Named object pointing entries:
___

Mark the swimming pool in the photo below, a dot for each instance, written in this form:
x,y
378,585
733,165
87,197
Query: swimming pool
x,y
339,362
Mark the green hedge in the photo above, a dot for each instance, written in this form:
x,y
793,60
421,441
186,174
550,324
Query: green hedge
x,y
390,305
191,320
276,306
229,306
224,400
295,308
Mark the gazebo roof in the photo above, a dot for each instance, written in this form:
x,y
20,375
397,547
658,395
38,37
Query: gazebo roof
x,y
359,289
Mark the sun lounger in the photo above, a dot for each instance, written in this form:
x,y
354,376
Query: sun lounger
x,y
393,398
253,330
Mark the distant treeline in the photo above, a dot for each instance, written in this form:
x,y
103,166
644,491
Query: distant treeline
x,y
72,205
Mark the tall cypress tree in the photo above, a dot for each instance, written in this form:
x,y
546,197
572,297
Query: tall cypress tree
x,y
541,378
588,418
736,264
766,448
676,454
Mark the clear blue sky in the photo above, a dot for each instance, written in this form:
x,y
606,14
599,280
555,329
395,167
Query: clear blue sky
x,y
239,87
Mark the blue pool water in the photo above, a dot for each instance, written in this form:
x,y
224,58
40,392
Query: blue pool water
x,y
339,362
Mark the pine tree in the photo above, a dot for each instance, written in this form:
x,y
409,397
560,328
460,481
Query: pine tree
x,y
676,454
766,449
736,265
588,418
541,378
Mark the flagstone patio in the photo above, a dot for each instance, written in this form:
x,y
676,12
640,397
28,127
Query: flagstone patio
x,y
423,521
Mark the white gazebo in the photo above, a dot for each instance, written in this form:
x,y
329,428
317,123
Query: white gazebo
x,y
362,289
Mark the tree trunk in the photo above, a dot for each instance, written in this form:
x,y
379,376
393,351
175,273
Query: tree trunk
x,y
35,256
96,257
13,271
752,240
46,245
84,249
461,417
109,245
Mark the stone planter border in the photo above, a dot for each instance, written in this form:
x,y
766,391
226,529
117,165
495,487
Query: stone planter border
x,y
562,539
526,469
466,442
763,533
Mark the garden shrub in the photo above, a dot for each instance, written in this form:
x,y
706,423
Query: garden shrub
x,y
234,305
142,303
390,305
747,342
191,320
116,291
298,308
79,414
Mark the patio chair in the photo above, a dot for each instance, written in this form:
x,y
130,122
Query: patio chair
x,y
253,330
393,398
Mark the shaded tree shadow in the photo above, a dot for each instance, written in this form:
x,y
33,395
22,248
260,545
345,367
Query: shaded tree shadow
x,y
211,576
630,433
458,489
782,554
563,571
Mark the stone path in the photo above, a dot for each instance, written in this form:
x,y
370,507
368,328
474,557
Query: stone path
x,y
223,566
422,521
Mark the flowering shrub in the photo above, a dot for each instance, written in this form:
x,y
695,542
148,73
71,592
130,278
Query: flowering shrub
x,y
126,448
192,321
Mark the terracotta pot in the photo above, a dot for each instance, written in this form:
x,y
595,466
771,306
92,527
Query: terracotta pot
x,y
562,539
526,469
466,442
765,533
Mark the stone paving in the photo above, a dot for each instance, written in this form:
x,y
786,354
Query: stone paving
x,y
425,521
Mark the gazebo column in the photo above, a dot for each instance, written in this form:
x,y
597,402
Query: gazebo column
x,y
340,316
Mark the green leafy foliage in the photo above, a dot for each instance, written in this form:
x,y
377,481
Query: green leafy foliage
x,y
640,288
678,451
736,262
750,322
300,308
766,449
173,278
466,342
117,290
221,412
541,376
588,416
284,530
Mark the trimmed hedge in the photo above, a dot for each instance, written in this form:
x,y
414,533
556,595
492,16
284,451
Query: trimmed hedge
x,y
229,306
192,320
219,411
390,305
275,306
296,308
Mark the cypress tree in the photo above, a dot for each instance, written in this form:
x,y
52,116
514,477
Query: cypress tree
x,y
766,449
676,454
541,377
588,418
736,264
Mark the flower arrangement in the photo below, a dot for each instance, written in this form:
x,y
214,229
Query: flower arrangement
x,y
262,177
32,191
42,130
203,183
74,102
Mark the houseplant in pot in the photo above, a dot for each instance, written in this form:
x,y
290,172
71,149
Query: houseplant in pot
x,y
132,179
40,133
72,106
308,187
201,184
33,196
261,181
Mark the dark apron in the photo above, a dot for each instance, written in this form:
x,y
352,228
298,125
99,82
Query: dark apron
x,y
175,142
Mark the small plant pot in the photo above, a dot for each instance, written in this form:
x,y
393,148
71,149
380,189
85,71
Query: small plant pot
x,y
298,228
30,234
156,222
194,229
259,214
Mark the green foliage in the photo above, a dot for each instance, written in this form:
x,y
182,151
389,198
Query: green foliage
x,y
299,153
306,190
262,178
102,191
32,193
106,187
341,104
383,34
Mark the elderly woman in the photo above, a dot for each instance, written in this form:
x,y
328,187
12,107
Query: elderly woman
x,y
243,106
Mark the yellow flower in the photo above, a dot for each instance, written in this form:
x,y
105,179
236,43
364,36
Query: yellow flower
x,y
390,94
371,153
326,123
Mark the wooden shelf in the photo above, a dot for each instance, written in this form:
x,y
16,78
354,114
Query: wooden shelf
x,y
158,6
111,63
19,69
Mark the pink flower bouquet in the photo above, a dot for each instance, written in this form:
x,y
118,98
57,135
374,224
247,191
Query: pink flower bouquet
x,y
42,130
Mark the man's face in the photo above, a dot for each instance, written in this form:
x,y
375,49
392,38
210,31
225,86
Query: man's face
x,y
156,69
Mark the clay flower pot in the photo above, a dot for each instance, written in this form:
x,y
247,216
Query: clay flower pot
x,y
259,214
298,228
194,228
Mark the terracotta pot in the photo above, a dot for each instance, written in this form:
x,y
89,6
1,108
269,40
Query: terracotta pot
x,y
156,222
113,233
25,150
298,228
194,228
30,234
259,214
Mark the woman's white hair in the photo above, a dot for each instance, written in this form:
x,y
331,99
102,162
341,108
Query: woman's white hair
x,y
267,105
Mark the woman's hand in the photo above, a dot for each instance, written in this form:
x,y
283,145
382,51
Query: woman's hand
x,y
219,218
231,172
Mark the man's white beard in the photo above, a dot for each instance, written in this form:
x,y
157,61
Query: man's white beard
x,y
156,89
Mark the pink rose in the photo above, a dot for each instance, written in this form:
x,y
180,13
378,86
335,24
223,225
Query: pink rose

___

EXERCISE DESCRIPTION:
Print the whole listing again, exactly.

THE COMPLETED TASK:
Mark the swimming pool in the photo below, a dot for each instance, written in this form:
x,y
378,585
733,165
87,197
Query: swimming pool
x,y
339,362
Mark the green hedge in the photo above, a dot for each instance, written in this form:
x,y
793,60
421,441
186,174
550,324
Query: green hedge
x,y
390,305
191,320
276,306
229,306
224,400
295,308
Mark the gazebo roof in the photo above, a dot for each instance, written in this form:
x,y
20,375
397,547
658,395
38,37
Query: gazebo roof
x,y
359,289
Mark the sun lounger in the photo above, a dot for each instance, written in this form:
x,y
354,376
Query: sun lounger
x,y
393,398
253,330
Mark the distant treeline in the photo above, a dot for each instance, written in this form:
x,y
103,166
644,491
Query: distant treeline
x,y
72,205
Mark the tall cypress tree in the photo above, a dot for each instance, written in this form:
x,y
546,197
572,297
Query: tall cypress tree
x,y
541,378
588,418
736,264
766,448
676,454
Mark the clear blue sky in the photo above, a dot for each instance, written in this form:
x,y
606,14
599,280
555,329
395,167
Query: clear blue sky
x,y
239,87
Mark the blue pool water in the photo above, a dot for each instance, written in this form:
x,y
224,58
40,392
Query: blue pool water
x,y
339,362
Mark the pine tree in the photo above, a dot for each instance, written in this form:
x,y
409,397
560,328
460,481
Query: pine tree
x,y
676,454
766,449
736,265
588,418
541,378
Mark the flagstone patio in the photo above, a dot for each instance, written in this form:
x,y
676,12
640,397
28,127
Query: flagstone patio
x,y
423,521
Mark the white gazebo in the photo above, a dot for each instance, written in this form:
x,y
329,428
317,123
Query: white gazebo
x,y
362,289
Mark the tree trunk in the photo above, a dot for each instance, written in this form:
x,y
379,376
393,351
175,273
Query: tree trunk
x,y
35,256
96,257
13,271
752,240
46,245
84,249
461,417
109,245
Mark the stone planter border in the photo above, a dot for each instance, written in this form:
x,y
766,391
226,529
117,165
495,487
Query: stone planter border
x,y
562,539
526,469
466,442
763,533
Mark the garden shrub in the photo above, a dot for each instance, written in this form:
x,y
706,423
Query: garden shrub
x,y
234,305
142,303
390,305
747,342
191,320
116,291
298,308
79,414
Mark the patio chair in the photo above, a dot for each instance, written in this form:
x,y
130,122
Query: patio chair
x,y
253,330
393,398
Mark the shaded tree shadow in the photo above, a dot for each instance, written in this form:
x,y
33,395
22,248
260,545
345,367
Query: shaded tree shadow
x,y
211,576
630,433
458,489
782,554
563,571
Mark the stone path in the photo above, a dot for each instance, written in this form:
x,y
370,507
368,328
474,557
Query: stone path
x,y
223,566
422,521
Mark the flowering shrub in the photo above, a dot for each instance, written in this form:
x,y
695,542
148,73
71,592
130,278
Query: flowering shrub
x,y
126,448
192,321
Mark the terracotta pot in the photo above, a dot for each instance, written in this form:
x,y
595,466
771,306
92,527
Query: terracotta pot
x,y
562,539
526,469
466,442
765,533
Mark the stone paving in the photo above, a dot for each instance, written in this form:
x,y
786,354
Query: stone paving
x,y
425,521
Mark the gazebo column in the photo above, a dot for each instance, written in this form:
x,y
597,402
Query: gazebo column
x,y
340,316
Mark the green leafy foliage in the photo above, a dot for each instance, written in this form:
x,y
377,481
Query: green leafy foliage
x,y
640,288
678,451
736,262
750,322
300,308
766,449
173,278
466,342
117,290
221,412
541,376
588,416
284,530
Mark the trimmed hedge in the photo above, a dot for each instance, written in this form:
x,y
414,533
556,595
492,16
284,451
Query: trimmed hedge
x,y
229,306
192,320
219,411
390,305
275,306
296,308
Mark the cypress tree in the photo above, a dot for each instance, written in this form:
x,y
52,116
514,477
Query: cypress tree
x,y
766,449
676,454
541,377
588,418
736,264
Mark the flower arrangement in the photo below, a dot for each instance, written in this form:
x,y
214,229
Query: flower arrangement
x,y
262,177
32,191
42,130
203,183
74,102
Mark the houseplant in pot in the photo above, a dot for each instance, written in this form:
x,y
290,172
71,149
Query: houseplant in pot
x,y
132,179
40,133
72,106
308,187
201,184
33,196
261,181
Mark the dark apron in the photo above, a dot for each instance, written in this form:
x,y
352,228
298,125
99,82
Query: dark apron
x,y
175,142
Mark the small plant pot in the photo above, a dot for each instance, written in this form:
x,y
393,148
71,149
380,189
85,71
Query: small plant pot
x,y
298,228
30,234
156,222
194,229
259,214
Mark the green foliage in the photo above, a dot for each instance, written in this form:
x,y
182,151
389,198
Query: green foliage
x,y
299,153
306,190
262,178
102,191
32,193
106,187
341,104
383,34
Mark the elderly woman in the photo above, a dot for each instance, written in this form:
x,y
328,187
12,107
Query: elderly woman
x,y
243,106
Mark the yellow flower in the photo above, a dot for each instance, written in this form:
x,y
105,179
236,43
364,36
Query: yellow flower
x,y
390,94
371,153
326,123
Mark the wooden shelf in the photo above, a dot for each instance, written in this form:
x,y
16,78
354,114
Query: wooden shelf
x,y
158,6
111,63
19,69
Mark the pink flower bouquet in the photo above, a dot for each instance, written in this form:
x,y
118,98
57,135
374,224
247,191
Query: pink flower bouquet
x,y
42,130
Mark the man's face in the photo above, a dot for each instance, written in this form:
x,y
375,49
392,38
210,31
225,86
Query: man's face
x,y
156,69
Mark the clay flower pot in the photo above, a dot for each instance, written in this form:
x,y
247,216
Query: clay flower pot
x,y
259,214
298,228
194,228
Mark the terracotta pot in the photo above, a dot for each instance, written in this form:
x,y
89,6
1,108
269,40
Query: terracotta pot
x,y
156,222
113,233
25,150
298,228
194,228
30,234
259,214
Mark the woman's white hair in the photo above, a dot for each instance, written in this form:
x,y
331,99
102,162
341,108
Query: woman's white hair
x,y
267,105
Mark the woman's hand in the photo above, a dot for each instance, written in this form:
x,y
283,145
382,51
Query: woman's hand
x,y
219,218
231,172
Mark the man's white beard in the photo above, a dot for each instance, written in this form:
x,y
157,61
Query: man's white beard
x,y
156,89
Mark the pink rose in the photo above, a dot for each instance, written in this form:
x,y
180,13
378,86
335,24
223,225
Query: pink rose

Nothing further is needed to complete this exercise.